§ **STATED EXERCISE**: Update the material from the line containing "Locate the green paint" through the line containing "(268, 1079)", both included, so that "vertical wooden post" becomes "upright timber post". Return only those lines, with everything else left unchanged.

§ **RECORDED INFORMATION**:
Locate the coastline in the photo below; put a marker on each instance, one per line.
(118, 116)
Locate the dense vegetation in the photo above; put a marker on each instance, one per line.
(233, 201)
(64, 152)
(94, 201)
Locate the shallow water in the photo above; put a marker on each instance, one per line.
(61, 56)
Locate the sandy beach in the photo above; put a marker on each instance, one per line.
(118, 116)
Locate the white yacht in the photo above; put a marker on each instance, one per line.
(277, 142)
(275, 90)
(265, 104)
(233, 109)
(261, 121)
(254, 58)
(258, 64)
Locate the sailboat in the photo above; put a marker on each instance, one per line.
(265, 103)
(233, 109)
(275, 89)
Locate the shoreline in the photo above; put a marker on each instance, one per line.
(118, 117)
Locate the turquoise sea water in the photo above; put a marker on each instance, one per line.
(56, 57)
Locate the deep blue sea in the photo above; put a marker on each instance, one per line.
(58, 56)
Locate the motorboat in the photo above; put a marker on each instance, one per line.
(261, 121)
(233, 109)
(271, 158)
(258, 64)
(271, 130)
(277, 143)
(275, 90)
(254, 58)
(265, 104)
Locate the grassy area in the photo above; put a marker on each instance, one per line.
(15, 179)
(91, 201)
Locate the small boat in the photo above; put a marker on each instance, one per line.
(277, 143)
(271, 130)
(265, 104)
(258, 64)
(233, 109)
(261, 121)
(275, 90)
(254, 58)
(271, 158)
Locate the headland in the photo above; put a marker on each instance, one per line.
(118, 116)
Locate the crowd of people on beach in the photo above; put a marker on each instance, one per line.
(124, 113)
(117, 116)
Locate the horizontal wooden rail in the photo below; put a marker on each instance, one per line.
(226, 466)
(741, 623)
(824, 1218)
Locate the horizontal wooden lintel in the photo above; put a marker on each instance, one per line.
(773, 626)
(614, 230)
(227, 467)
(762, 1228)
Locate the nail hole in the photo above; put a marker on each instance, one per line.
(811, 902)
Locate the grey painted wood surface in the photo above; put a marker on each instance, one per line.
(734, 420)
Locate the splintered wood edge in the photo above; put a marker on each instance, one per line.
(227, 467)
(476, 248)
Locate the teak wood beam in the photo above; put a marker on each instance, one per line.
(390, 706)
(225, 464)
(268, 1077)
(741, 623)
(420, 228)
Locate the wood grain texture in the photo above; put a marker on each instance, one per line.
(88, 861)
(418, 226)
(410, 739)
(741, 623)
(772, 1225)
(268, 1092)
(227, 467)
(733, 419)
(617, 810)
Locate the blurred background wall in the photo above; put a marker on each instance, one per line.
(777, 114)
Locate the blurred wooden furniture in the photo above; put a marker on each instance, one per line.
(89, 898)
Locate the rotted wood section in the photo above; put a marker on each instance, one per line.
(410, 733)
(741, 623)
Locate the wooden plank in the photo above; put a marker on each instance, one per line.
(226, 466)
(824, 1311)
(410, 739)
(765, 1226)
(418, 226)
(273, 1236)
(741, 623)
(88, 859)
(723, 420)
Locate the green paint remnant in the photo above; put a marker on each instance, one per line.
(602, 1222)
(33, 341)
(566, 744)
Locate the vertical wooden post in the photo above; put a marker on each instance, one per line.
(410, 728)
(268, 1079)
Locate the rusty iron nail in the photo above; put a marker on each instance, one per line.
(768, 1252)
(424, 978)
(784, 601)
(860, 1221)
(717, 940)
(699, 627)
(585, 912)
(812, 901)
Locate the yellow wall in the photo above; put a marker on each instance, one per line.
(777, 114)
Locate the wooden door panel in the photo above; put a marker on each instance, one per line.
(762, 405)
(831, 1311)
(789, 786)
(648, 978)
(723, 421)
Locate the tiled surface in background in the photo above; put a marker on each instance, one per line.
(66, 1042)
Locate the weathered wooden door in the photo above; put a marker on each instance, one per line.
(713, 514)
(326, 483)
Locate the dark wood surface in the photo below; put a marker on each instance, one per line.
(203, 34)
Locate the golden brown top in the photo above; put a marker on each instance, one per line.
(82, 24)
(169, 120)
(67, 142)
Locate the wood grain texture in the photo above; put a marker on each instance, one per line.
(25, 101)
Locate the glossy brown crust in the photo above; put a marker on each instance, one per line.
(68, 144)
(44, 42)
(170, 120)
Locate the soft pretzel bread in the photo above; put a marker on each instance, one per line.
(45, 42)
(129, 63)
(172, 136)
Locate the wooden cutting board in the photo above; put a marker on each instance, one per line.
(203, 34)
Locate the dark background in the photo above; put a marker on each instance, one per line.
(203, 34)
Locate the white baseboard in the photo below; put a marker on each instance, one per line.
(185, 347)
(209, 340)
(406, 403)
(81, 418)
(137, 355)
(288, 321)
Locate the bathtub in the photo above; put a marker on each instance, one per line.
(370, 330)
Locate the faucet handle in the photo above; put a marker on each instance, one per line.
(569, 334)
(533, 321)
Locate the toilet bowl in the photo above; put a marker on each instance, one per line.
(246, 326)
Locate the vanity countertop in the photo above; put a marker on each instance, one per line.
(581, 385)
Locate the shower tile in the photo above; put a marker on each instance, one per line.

==

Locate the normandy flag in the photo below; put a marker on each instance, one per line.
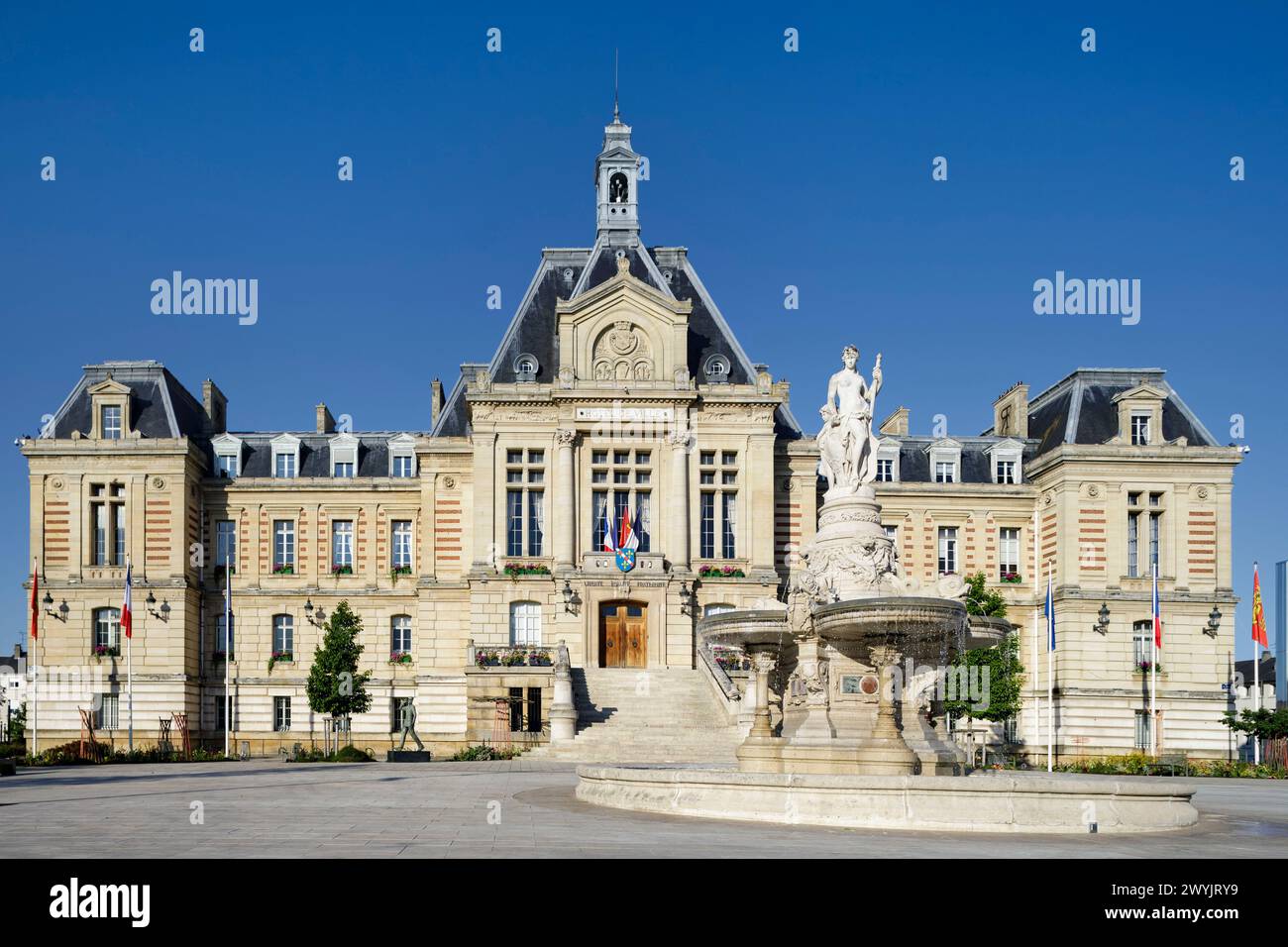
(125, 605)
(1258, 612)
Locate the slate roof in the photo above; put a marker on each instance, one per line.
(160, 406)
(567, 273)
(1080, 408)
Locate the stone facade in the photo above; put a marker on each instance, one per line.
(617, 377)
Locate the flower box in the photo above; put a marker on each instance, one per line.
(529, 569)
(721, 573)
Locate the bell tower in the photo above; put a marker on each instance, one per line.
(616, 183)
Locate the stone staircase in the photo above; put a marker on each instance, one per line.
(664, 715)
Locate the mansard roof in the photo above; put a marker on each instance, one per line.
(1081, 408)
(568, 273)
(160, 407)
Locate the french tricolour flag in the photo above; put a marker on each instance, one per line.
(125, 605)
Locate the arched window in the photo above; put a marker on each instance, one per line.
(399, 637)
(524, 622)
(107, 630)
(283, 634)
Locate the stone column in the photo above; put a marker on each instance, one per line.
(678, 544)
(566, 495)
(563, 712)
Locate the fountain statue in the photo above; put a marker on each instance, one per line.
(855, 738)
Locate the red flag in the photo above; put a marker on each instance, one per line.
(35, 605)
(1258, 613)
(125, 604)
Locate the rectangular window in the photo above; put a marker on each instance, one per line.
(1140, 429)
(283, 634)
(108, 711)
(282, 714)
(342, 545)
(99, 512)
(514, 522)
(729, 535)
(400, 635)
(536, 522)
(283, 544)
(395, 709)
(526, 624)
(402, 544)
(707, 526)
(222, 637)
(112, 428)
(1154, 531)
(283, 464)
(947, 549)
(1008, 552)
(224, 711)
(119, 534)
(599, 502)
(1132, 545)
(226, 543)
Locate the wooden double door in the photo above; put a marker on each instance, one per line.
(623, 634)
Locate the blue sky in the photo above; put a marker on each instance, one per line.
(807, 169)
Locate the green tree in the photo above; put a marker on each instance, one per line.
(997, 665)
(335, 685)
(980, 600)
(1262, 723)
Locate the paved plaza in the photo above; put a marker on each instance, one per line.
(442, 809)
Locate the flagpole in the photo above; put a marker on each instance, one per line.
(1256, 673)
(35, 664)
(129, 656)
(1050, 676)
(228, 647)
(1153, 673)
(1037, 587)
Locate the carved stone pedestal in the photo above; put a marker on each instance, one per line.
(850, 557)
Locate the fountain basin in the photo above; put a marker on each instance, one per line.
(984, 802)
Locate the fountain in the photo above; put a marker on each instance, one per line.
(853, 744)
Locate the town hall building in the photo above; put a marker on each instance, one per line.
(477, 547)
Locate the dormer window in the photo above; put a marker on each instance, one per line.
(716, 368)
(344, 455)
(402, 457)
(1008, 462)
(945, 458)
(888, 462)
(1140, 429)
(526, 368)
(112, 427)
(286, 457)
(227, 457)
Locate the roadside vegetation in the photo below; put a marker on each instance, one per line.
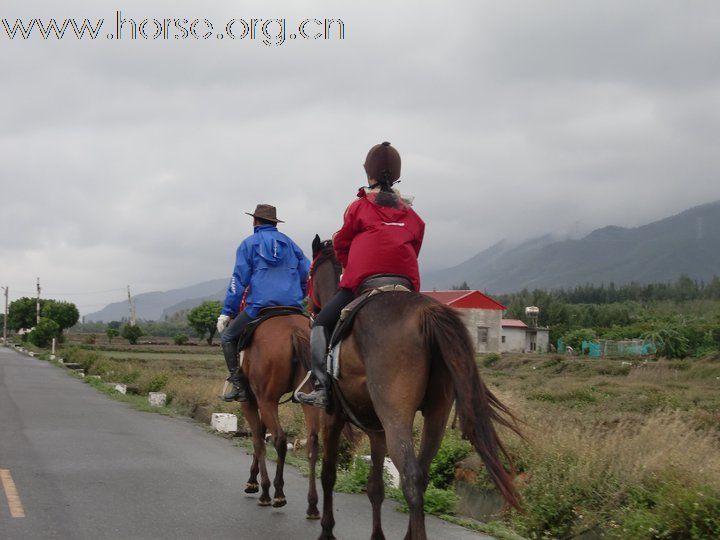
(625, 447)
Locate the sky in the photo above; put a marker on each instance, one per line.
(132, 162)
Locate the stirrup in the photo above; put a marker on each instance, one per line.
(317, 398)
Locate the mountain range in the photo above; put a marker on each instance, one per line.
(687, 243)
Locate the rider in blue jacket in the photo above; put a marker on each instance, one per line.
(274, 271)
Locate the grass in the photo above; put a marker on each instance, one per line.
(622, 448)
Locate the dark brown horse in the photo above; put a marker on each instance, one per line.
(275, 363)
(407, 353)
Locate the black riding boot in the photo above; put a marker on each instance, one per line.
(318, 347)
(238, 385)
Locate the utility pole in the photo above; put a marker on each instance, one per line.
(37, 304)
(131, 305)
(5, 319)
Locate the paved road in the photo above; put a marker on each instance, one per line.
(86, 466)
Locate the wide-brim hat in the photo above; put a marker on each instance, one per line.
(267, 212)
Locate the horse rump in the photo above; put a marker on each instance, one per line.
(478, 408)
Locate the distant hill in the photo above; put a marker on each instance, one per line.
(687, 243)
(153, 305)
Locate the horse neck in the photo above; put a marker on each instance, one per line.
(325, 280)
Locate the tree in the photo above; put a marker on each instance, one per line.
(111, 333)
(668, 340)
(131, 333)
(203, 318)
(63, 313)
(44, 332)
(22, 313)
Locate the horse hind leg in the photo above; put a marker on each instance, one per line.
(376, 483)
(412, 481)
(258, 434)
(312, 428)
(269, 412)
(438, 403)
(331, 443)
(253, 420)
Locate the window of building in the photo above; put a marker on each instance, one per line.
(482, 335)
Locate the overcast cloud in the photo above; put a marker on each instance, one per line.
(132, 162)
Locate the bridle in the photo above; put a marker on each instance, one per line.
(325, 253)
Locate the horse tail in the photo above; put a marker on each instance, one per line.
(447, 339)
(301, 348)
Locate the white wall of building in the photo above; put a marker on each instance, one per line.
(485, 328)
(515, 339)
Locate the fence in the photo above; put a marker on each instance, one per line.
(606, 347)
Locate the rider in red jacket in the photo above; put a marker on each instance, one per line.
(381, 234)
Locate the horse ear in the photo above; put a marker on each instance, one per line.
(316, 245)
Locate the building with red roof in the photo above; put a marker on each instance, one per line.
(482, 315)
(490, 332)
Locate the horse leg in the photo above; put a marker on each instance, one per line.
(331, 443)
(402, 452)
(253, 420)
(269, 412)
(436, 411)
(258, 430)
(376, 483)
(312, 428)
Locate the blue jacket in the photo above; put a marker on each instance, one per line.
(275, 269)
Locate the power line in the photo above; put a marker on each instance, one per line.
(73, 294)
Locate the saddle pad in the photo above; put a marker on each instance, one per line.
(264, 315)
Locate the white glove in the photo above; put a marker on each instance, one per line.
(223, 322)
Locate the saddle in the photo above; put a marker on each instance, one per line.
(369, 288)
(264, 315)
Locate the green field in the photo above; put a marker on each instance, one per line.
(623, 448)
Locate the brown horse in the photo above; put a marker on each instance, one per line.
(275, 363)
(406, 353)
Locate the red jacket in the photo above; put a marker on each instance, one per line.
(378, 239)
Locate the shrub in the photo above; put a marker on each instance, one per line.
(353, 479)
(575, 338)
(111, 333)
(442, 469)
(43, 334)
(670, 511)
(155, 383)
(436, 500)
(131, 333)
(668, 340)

§ **EXPECTED ANSWER**:
Locate the green paint remnant in the photo above; put a marker on each instance, one per line.
(602, 1222)
(33, 341)
(566, 744)
Locate the upright timber post in the photo above; put a marker on each instance, one per line.
(410, 728)
(268, 1079)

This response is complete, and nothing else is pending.